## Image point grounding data
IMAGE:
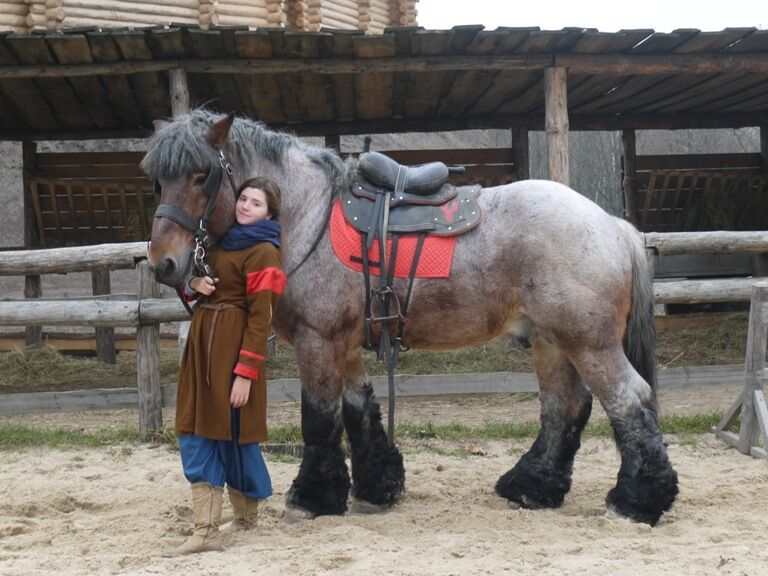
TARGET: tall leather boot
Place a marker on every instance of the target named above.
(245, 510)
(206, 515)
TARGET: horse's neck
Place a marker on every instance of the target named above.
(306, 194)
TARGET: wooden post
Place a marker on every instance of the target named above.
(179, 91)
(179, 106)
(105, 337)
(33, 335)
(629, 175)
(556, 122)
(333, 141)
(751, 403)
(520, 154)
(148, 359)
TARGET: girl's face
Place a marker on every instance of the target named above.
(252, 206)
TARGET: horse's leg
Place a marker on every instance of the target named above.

## YOUR TASK
Each entry above must be restated word for word; the pictures stay out of the copy.

## YOUR RESPONSE
IMAGE:
TARGET: tall leather boot
Place a marker on every instance of the target named above.
(245, 510)
(206, 515)
TARGET: horse's neck
Place a marker on every instance of the target named above.
(306, 194)
TARGET: wooden post
Place a marker on every instance of the target named above.
(179, 91)
(179, 106)
(105, 337)
(33, 335)
(629, 175)
(556, 122)
(333, 141)
(751, 403)
(520, 154)
(148, 359)
TARGET: girl's face
Place a marker on every instance of the target named above.
(252, 206)
TARGET: horse's leg
Place a marker on every instance of the target named above.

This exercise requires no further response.